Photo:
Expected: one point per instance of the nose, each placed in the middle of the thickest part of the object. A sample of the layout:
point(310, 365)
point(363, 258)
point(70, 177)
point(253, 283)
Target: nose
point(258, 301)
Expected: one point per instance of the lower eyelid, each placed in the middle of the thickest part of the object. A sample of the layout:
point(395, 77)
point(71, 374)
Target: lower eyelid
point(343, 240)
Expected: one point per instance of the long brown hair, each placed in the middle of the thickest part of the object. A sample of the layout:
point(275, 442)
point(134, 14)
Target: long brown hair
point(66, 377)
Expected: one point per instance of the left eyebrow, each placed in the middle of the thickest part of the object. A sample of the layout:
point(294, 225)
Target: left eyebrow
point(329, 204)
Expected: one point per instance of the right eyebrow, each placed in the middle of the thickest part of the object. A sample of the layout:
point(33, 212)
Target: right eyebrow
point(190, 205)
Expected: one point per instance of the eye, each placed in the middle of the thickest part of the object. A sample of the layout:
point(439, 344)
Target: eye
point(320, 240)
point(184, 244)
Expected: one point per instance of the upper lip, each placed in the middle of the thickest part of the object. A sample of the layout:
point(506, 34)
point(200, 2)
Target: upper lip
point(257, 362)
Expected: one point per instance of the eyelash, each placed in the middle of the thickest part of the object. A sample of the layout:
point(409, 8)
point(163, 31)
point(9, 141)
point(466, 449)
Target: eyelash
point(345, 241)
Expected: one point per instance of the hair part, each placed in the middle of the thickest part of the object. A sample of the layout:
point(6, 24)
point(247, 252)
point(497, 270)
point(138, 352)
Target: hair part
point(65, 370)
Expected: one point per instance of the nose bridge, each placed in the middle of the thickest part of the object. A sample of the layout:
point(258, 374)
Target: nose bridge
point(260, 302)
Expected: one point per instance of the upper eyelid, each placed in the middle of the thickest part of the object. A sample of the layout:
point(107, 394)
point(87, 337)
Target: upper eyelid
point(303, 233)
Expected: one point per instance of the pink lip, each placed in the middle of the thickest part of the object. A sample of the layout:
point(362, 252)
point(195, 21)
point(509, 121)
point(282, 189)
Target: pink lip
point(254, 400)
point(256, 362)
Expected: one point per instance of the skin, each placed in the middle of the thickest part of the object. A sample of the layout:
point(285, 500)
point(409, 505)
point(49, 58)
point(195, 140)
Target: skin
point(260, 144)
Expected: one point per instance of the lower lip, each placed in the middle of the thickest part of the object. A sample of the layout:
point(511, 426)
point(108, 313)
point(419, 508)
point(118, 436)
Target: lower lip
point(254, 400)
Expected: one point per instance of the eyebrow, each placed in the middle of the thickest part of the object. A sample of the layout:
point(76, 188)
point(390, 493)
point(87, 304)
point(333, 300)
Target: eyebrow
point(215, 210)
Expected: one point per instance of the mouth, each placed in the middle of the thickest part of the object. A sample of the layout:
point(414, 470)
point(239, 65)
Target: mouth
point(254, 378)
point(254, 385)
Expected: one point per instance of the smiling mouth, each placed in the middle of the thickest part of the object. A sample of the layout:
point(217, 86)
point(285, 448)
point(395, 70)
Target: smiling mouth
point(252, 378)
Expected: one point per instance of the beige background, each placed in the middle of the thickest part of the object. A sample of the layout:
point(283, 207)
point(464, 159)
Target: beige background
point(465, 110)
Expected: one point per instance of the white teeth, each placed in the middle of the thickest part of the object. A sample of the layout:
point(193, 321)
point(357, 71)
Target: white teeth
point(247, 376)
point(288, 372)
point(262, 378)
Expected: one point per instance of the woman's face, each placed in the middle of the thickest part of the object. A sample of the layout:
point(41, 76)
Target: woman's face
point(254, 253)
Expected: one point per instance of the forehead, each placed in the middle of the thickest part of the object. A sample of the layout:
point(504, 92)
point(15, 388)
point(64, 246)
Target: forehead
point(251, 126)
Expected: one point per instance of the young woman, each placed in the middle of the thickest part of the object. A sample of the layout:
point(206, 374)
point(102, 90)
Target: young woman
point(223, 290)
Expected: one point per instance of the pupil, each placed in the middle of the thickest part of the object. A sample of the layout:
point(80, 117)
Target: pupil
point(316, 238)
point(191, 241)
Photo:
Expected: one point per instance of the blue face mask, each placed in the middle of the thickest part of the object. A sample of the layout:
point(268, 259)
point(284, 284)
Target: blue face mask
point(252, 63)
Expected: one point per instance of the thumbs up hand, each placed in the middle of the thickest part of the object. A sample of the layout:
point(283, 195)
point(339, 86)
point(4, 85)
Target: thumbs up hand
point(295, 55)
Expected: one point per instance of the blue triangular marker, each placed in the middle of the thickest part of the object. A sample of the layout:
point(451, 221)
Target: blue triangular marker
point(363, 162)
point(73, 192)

---

Carry over every line of the items above, starting at the first line and stopping after the line containing "point(190, 205)". Add 133 to each number in the answer coordinates, and leave the sample layout coordinates unchanged.

Photo:
Expected: one point per instance of the nose, each placed in the middle of the thickest part of the object. A sample of the layout:
point(310, 365)
point(363, 258)
point(70, 177)
point(253, 283)
Target: nose
point(391, 434)
Expected: one point per instance of the lower eyelid, each placed in the middle of the thickest part of the object. A sample of the layout:
point(395, 77)
point(71, 374)
Target: lower eyelid
point(476, 373)
Expected: one point per instance of the long brown hair, each placed in the middle of the thickest part of the object. A sample of the layout:
point(275, 442)
point(134, 14)
Target: long brown hair
point(199, 510)
Expected: one point per instance of the left eyebrow, each placed in the middle of the thickest part of the object. A sample of the layout:
point(294, 225)
Target: left eyebrow
point(462, 337)
Expected: one point per instance of the right eyebrow, each placed in the middle of the thickest part of the object. A sample of the layout:
point(33, 212)
Target: right eyebrow
point(323, 338)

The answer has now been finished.